*Written problem*. Rewrite all of the data below as a JSON list of strings, one string per line, leaving out blank lines.

*Data in this exercise*.
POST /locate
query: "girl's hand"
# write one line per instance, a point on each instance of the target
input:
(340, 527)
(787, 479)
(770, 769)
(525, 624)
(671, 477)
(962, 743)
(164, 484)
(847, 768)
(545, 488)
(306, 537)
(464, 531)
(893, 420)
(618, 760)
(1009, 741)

*Response to this exercise*.
[
  "POST /locate",
  "query: \"girl's hand\"",
  "# write one line per instance, a point on each instance of the target",
  "input:",
  "(340, 527)",
  "(787, 479)",
  "(770, 769)",
  "(525, 624)",
  "(671, 477)",
  "(962, 743)",
  "(164, 484)",
  "(847, 768)",
  "(545, 488)",
  "(306, 537)",
  "(464, 531)",
  "(893, 420)",
  "(618, 760)",
  "(1009, 741)"
]